# [QUOTED TEXT]
----------
General Information


On the north eastern extremity of Himachal Pradesh, bordering the highlands of Tibet lies the district of Lahaul – Spiti. The largest district of the state, it consists of the two sub-divisions of Lahaul and Spiti Valley. The landscape of this region is in stark contrast to the other mountain regions of Himachal.

Crossing the Rohtang Pass in the north, the terrain suddenly transforms from lush green slopes and pine forests into a barren desert expanse. Rugged brown mountains and snowfields spread out for miles on end with some vegetation struggling to survive along the river beds. The people of Lahaul and Spiti have struggled against great odds to eke out a living in this high arid homeland. During winters there is heavy snowfall and much of this area is blocked off from the rest of the country. In this long spell of winter, locals have to survive on their summer stocks.

History


The people of Lahaul and Spiti follow a mixture of Hinduism and Buddhism, with a culture that is deeply influenced by Tibetan Buddhism. Once part of the Maharaja of Kashmir’s empire, Spiti was later exchanged for certain areas in Kangra. Buddhism spread along the Spiti River, extending its influence up to Tibet. In the 10th century AD Rinchen Zangpo, the Great Translator travelled from Tibet across these lands during the rule of the Guge kings of Tibet. Under his tutelage, several important monasteries came up in Lahaul – Spiti, which still continue to follow a pure form of Tibetan Buddhism.

Due to the inaccessible terrain, the entire region remained insulated from external influences, untouched by modern life. Only after roads were built by the Indian Army to patrol India’s border with China did the area start receiving visitors.

Things To Do


Lahaul and Spiti’s things to do list cover a lot of sightseeing. Visit old monasteries, villages and experience the spirituality in the meditational caves of local lamas that are scattered on the outskirts of the region. Checkout the world heritage sites preserving some of the finest Indo-Tibetan art in the world or pay a visit to national parks and sanctuaries. Sit back and soak in the beauty of Bara Shingri glacier. Work up your appetite by trekking up the Manali-Chandratal-Keylong route or shop in Keylong market and make sure to enjoy some sumptuous Punjabi and Gujarati cuisine in local restaurants. The pristine beauty of Lahaul and Spiti will make you treasure your trip experience for a lifetime.

Trivia


Ages of rich tradition, warm and hospitable people, a landscape of breathtaking variety and beauty – all combine to pack each year in Lahaul & Spiti with a variety of fairs, festivals and celebrations.

Dechhang – A community celebration and a moment of getting together, this is celebrated at the height of winter in December-January.

Lossar – Celebrated in February, ritual dances anda rich imagery mark Lossar. This marks the start of a new year and is celebrated in all the monasteries. The rituals include the stylized chaam dance, with elaborate costumes and masks. Lossar also commemorates the assassination of the cruel Tibetan king, Lang Darma in the Earlier century.

Ladaracha fair – A traditional trade fair, this is held every July in Kaza and is a time when a variety of goods are bartered and sold.
----------
# [EXTRACTED DATA]
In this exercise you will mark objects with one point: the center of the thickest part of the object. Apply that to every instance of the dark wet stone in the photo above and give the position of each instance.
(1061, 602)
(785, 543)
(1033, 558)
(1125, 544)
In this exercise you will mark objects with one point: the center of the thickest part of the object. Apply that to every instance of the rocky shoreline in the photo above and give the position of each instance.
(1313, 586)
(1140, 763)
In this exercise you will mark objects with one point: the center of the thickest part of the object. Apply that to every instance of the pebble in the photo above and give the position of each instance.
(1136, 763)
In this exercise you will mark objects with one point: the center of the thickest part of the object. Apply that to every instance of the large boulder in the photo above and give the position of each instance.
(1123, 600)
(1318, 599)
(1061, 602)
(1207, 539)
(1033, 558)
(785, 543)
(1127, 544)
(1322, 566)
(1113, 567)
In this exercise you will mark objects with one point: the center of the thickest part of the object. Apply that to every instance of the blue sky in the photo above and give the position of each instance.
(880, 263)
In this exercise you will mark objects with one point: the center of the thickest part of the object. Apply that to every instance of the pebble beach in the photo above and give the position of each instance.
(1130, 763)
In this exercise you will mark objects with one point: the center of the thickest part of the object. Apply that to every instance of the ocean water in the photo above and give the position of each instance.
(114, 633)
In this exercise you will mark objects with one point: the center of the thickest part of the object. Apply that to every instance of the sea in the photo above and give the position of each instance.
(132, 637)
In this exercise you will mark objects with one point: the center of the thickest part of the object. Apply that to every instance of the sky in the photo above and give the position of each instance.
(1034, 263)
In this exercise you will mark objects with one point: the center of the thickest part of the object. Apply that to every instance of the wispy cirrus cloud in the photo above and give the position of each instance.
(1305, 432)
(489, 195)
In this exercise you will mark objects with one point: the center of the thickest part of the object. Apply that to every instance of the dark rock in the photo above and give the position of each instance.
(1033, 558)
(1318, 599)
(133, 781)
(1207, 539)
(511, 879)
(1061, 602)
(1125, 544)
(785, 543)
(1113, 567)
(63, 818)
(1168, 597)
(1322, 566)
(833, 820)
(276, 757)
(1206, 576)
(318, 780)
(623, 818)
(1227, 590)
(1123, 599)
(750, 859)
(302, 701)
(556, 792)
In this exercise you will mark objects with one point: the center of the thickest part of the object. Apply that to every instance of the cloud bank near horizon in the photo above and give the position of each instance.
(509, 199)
----------
# [WORK INSTRUCTIONS]
(1) According to the Lahaul and Spiti overview, who built the roads that first let the area receive visitors?
(2) From the Lahaul and Spiti overview, reproduce the passage from "On the north" to "regions of Himachal.".

# [SOLVED PROBLEMS]
(1) The Indian Army built them to patrol India's border with China.

(2)
On the north eastern extremity of Himachal Pradesh, bordering the highlands of Tibet lies the district of Lahaul – Spiti. The largest district of the state, it consists of the two sub-divisions of Lahaul and Spiti Valley. The landscape of this region is in stark contrast to the other mountain regions of Himachal.